Stored items:
————

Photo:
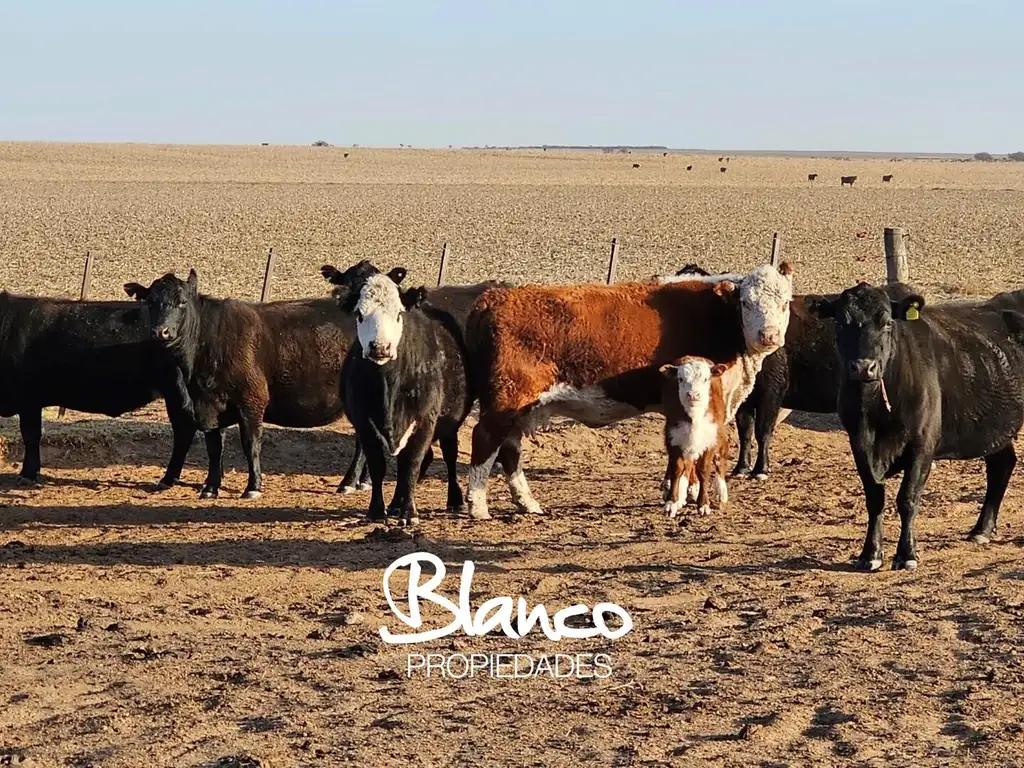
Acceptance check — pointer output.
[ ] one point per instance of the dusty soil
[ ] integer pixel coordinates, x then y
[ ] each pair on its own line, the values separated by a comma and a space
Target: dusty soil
214, 633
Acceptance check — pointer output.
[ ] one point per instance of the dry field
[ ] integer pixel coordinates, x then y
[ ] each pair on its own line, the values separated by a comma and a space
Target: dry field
223, 633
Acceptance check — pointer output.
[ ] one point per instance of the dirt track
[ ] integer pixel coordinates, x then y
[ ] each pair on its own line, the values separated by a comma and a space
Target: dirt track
196, 631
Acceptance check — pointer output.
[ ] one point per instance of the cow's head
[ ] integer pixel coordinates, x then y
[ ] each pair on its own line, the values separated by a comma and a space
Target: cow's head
865, 318
764, 300
378, 305
693, 376
171, 304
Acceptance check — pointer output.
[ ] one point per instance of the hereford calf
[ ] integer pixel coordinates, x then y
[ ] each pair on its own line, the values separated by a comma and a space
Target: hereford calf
592, 353
694, 395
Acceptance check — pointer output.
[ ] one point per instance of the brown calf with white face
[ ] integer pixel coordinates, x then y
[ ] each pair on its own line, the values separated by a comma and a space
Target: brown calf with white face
592, 353
694, 394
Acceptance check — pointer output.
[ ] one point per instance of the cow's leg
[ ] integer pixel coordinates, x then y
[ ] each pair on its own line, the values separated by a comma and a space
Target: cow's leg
377, 466
705, 465
487, 438
356, 469
427, 461
251, 432
875, 499
764, 428
998, 468
215, 463
31, 423
509, 455
907, 504
450, 452
744, 428
678, 482
410, 460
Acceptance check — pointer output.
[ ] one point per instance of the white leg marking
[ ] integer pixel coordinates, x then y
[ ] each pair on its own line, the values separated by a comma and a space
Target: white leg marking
521, 495
477, 491
404, 437
694, 491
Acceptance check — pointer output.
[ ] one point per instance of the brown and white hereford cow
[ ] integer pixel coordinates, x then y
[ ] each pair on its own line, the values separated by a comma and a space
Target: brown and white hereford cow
693, 397
592, 353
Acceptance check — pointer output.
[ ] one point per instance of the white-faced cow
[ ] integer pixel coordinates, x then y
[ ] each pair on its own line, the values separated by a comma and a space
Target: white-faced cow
695, 439
407, 385
592, 353
920, 384
95, 356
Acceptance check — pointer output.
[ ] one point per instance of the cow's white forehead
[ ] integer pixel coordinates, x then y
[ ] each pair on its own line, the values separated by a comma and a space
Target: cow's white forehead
694, 373
766, 285
379, 294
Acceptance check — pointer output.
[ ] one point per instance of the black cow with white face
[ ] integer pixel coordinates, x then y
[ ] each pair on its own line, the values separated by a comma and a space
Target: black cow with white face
916, 384
406, 383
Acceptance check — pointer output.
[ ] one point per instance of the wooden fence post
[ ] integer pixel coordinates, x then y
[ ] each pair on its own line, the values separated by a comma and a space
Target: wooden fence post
442, 269
776, 250
897, 269
267, 274
82, 295
612, 261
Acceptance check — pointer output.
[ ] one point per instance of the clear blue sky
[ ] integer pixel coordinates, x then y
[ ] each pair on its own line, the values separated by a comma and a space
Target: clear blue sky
854, 75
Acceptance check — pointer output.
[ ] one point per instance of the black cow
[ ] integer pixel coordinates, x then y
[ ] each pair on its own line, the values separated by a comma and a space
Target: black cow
95, 356
802, 375
407, 384
918, 384
456, 300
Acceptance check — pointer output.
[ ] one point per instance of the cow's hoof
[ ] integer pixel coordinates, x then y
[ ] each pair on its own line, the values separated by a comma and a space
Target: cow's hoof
529, 508
868, 565
899, 564
479, 513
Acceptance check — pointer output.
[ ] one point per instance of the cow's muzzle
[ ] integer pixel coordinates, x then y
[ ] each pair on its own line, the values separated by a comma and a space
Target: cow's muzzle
864, 369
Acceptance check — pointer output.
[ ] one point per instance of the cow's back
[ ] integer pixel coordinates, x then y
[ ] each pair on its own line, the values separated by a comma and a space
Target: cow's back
526, 339
90, 356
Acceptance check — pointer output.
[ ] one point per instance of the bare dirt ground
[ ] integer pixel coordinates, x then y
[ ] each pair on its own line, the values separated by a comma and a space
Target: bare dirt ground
201, 633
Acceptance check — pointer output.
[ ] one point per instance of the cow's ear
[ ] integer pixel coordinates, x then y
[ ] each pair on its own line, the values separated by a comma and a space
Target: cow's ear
725, 288
909, 307
136, 291
414, 297
332, 274
819, 306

————

AIM OF THE EXERCISE » An exact copy of the entries, without any pictures, is what the answer should be.

SOLUTION »
Photo:
Acceptance check — pointer output.
[ ] one point per instance of the dusty soil
[ ] integer pixel coordinates, x then y
[ ] each pair on its own line, the values separated by a comma and a space
Target: dusty soil
214, 633
Acceptance check — pointer output.
[ ] one point per instance of the dry field
[ ] integer pixel coordinates, x then y
[ ] each pair on its own line, the values separated by a comma and a space
Target: dry field
223, 633
Acceptance check — pointer output.
[ ] one point per instance of the dirt track
[ ] integer pixel coordinates, x then y
[ ] each pair on its own line, the values separated by a comma and a space
Target: dirt track
196, 631
Acceptance check — pointer output.
[ ] one point per instance of the cow's head
[ ] integer pixel coordinates, x then y
[ ] each pair on its own line, the values separated by a comma and a space
Target: cow's head
865, 318
764, 300
378, 305
693, 376
171, 304
Acceptance check — pointer output.
[ ] one point per instance of the hereford calf
[ ] integer pixel coordinates, x then y
[ ] each pair on its own line, the values separated by a comma and a space
Target: hereford calf
592, 353
694, 395
Acceptance check — pointer output.
[ ] one point per instance of the brown calf with white face
[ ] integer pixel coordinates, x then y
[ ] each pair on its own line, the values separated by a comma and a space
Target: brown calf with white face
592, 353
694, 394
Acceptance check — pointer output.
[ ] one point per instance of the cow's leg
[ ] integer pixel coordinates, x then y
[ ] each pair on its own line, the values separated by a comma and a space
Target: cow's leg
377, 466
705, 465
487, 438
356, 469
427, 461
251, 432
875, 499
764, 428
998, 468
215, 463
31, 423
509, 455
907, 504
450, 452
744, 428
678, 482
410, 460
Acceptance check — pointer output.
[ ] one point per instance of the white leg marking
[ ] integer pixel coordinates, x then y
[ ] each pair on its own line, the values separated by a comma and a space
Target: white leg marking
521, 495
477, 491
404, 437
694, 491
Acceptance check — pointer output.
[ ] one point per instance of the brown and white hereford cow
[ ] integer pixel coordinates, x then y
[ ] each pair on its own line, the values separated by a comma and a space
Target: brown and white hereford cow
693, 397
592, 353
Acceptance check — pointer output.
[ ] one point per instance of the white-faced cow
[ ] integer pixel coordinates, x then y
[ ] each pair on its own line, the values separated by a comma and a space
Target: white-faced cow
695, 439
407, 385
592, 353
920, 384
95, 356
Acceptance check — pointer output.
[ ] one point per instance of the cow's white forehead
[ ] integer pixel coordinates, x then y
[ ] each pair on its own line, the values separated by a comma and a space
Target: cow's white forehead
694, 373
766, 285
379, 294
Acceptance check — pointer output.
[ ] one point per instance of the black cow with white face
[ ] integer pixel coordinates, x then y
[ ] each pair on its own line, the values separated by a comma and a space
Target: black cow with white face
916, 384
406, 383
Acceptance check — pointer output.
[ ] one point per instance of the wooden fence post
[ ] integer pixel coordinates, x then y
[ ] each pair on its own line, the values separated by a comma and a space
Target: wooden fence post
442, 269
776, 250
897, 269
267, 274
82, 295
612, 261
Acceptance check — pointer output.
[ ] one point per instance of the clear blue sky
[ ] integer pixel coordinates, x then y
[ ] each pair on its own line, the values separated by a comma and a space
Target: clear blue sky
854, 75
Acceptance check — pointer output.
[ ] one point per instance of the black cow
[ ] integer pixel coordinates, x then y
[ ] each pair on its own line, the values separated by a comma and a space
Target: black cow
95, 356
802, 375
407, 384
918, 384
456, 300
Acceptance check — pointer output.
[ ] one point per instance of the cow's hoof
[ ] integer pixel coordinates, x then y
[ ] each pair on its own line, the values separated by a comma and a space
Target: cow's hoof
529, 508
868, 565
899, 564
479, 513
Acceptance check — pointer output.
[ ] one point per instance of the cow's muzzle
[ ] integer pixel coordinates, x then y
[ ] each pair on its own line, the values separated by a comma and a space
Target: cow's muzzle
864, 369
Acceptance check — pointer output.
[ ] one point per instance of the cow's back
[ ] integer pixel coordinates, x then y
[ ] each pair on its own line, the values separated by a comma and a space
Target: cow's back
526, 339
90, 356
Acceptance check — pointer output.
[ ] one point per instance of the bare dirt ground
[ ] integer pixel coordinates, x then y
[ ] each pair on its own line, the values separated by a comma and a space
Target: bare dirt ground
201, 633
Acceptance check — pointer output.
[ ] one point per instance of the cow's ear
[ ] integer pixel coordinates, x then y
[ ] each pair on its own line, the values separated by a comma and a space
Target: cow's ear
725, 288
909, 307
136, 291
414, 297
332, 274
819, 306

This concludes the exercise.